Wednesday, December 28, 2011

Late December Canals and Van Gogh

Completed today, two views of the same stretch of the canal, the first 12 x 24 in oil, and the top 9x12 in pastel.

Lately, I have been reading the new biography of Van Gogh by Steven Naifeh and Gregory White Smith. One reviewer claimed it read like a novel, but if you have held a romantic view of Van Gogh, read his letters and saw the movie Lust for Life as a teenager, then you may find this biography tough going. Not because the book's not well done, but because it may challenge your view of Van Gogh. He must have had a personality disorder of some kind hindering his ability to behave normally. Of course, if he had been a normal person, we would not have the great art that he created in the last four years of his life. He really did suffer enormously. I am only up to year 1881 so far. He was fluent in English and French (self-taught) besides his native Dutch. Multi-lingual people are usually highly-gifted.

Tuesday, December 27, 2011

Simple Canal II

This is the oil version of the simple canal. Mid-morning. Breezy. 12 x 24.

River Drive

This is River Drive early in the morning. 9x12 pastel.

Sunday, December 25, 2011

Washington's Beach

One last visit to the usually desolate beach visited once a year by "George Washington" and his 18th century supporters.

Washington Crosses

Merry Christmas. In the first photo the re-enactors gather on the Pennsylvania side earlier today. The next photo shows the first boat landing at "my" beach. It ended up a bit further north than planned, so the crowd was thin at this point. In the next photo, everybody moved over. The last photo shows the fourth and last boat landing again at the same beach. Washington is visible in the center. Once a year on Christmas day the usually deserted Delaware beach is mobbed with people.

Thursday, December 22, 2011

Simple Canal

A simple rendition of the canal in the morning facing south near Washington's Crossing. 9x12 pastel.

Wednesday, December 21, 2011


I may be done with this beach for a while. Who knows?

Tuesday, December 20, 2011

Early Delaware Beach

This morning was overcast and darkish at the river's edge. This is just about the spot where "Washington" disembarks from the boat when he reaches the New Jersey side during the re-enactment. Usually there's nobody there.

Monday, December 19, 2011

Soft Spot

You may think the soft spot is in my head, but I have a soft spot for this soft spot on the Delaware river. If I do it about a dozen times, maybe I will learn one thing or two. This view is also early morning (this morning), but earlier than the first painting.

Sunday, December 18, 2011

Cooler Beach

This is a view of the same place this morning. I almost fell down in the mud (more mud!) at the edge of the river. Much colder.

SUPPLIED MATERIAL:

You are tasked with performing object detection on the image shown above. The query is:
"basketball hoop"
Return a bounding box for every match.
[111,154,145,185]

TASKS FOR THIS EXERCISE:
(A) In the painting blog, which languages does the writer say Van Gogh was fluent in?
(B) Give every date that heads a post in the painting blog.
(C) Continue the painting blog from the end of its last post.

ANSWERS IN ORDER:
(A) English and French, which he taught himself, plus his native Dutch.

(B)
Wednesday, December 28, 2011
Tuesday, December 27, 2011
Sunday, December 25, 2011
Thursday, December 22, 2011
Wednesday, December 21, 2011
Tuesday, December 20, 2011
Monday, December 19, 2011
Sunday, December 18, 2011

(C)
Saturday, December 17, 2011

Delaware at Washington's Crossing

Early morning at Washington's Crossing at the edge of the Delaware River looking north on the New Jersey side. Sandy beach from the flooding. 8x10 pastel on Canson Mi-Teintes Touch paper.


This view is from the edge of a corn field looking north into Vermont. It's an 11x14 oil like the previous painting.

Friday, December 16, 2011

Looking Beyond the Corn Field

In the book The Old Way of Seeing, Jonathan Hale writes, "I am walking in the country, thinking about lunch and the bad thing someone said, or the good thing I will do, tramping along, when I stop for a moment...and suddenly it all comes in: yellow trees, fields, shadows--the country is full of shadows. The sensation is a kind of visual listening. In this state, perception is more vivid, colors are deeper, the world looks at once more real and more magical."

Thursday, December 15, 2011

Two Barn Monte

Again, I extended a 12 x 12 barn into a 12 x 28 barn. Only because I didn't like the 12 x 12 barn. Not so sure about the 12 x 28 yet either.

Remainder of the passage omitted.